_Exercise_:
Extract exactly the lines from the top of the records through the line containing "Target: underwater blue tile", and keep pictures out of the copy.

Stored data:
-- Opening Marker --

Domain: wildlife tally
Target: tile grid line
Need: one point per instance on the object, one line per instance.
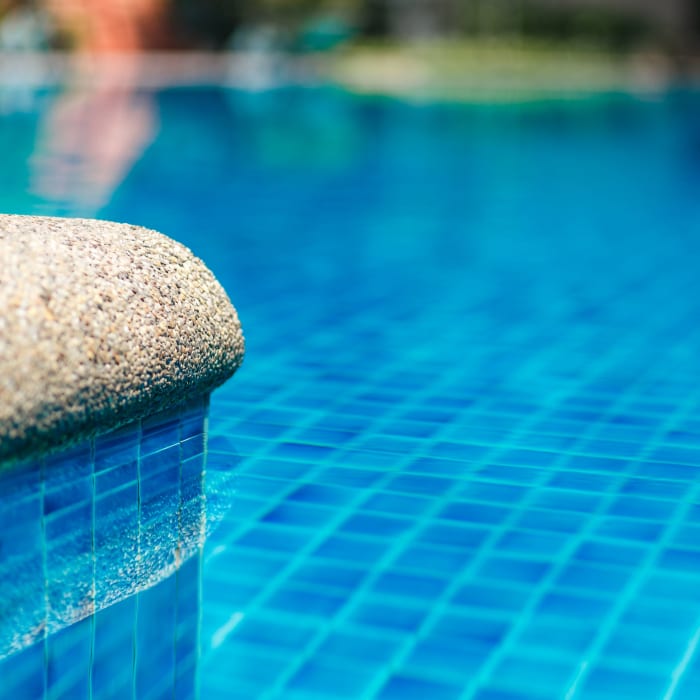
(564, 559)
(641, 571)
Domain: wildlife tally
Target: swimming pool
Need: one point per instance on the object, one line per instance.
(466, 430)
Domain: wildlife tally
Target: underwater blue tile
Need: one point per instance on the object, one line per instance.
(192, 447)
(609, 553)
(403, 687)
(669, 585)
(66, 465)
(419, 485)
(348, 477)
(274, 538)
(116, 448)
(74, 523)
(278, 469)
(19, 482)
(269, 632)
(470, 628)
(538, 676)
(235, 667)
(297, 601)
(322, 494)
(70, 680)
(324, 677)
(381, 614)
(299, 451)
(440, 658)
(376, 525)
(634, 530)
(474, 512)
(325, 574)
(554, 521)
(525, 571)
(487, 596)
(21, 531)
(658, 614)
(590, 577)
(606, 681)
(636, 645)
(252, 564)
(570, 501)
(492, 492)
(68, 495)
(155, 635)
(116, 477)
(114, 651)
(638, 507)
(398, 584)
(453, 535)
(680, 559)
(491, 692)
(355, 649)
(513, 475)
(300, 515)
(410, 429)
(22, 675)
(534, 542)
(667, 470)
(568, 605)
(656, 488)
(349, 548)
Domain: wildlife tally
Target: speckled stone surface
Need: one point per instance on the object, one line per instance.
(100, 324)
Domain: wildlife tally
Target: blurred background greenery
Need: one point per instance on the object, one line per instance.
(312, 25)
(464, 49)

-- Closing Marker --

_Solution_:
Domain: wildlife tally
Target: tile grid line
Need: one point per instance on the object, one line per instance.
(564, 559)
(641, 571)
Domain: wildlife tally
Target: swimming pool
Need: one point per instance on the object, one line per instance.
(466, 430)
Domain: wildlife tally
Target: underwater blue tile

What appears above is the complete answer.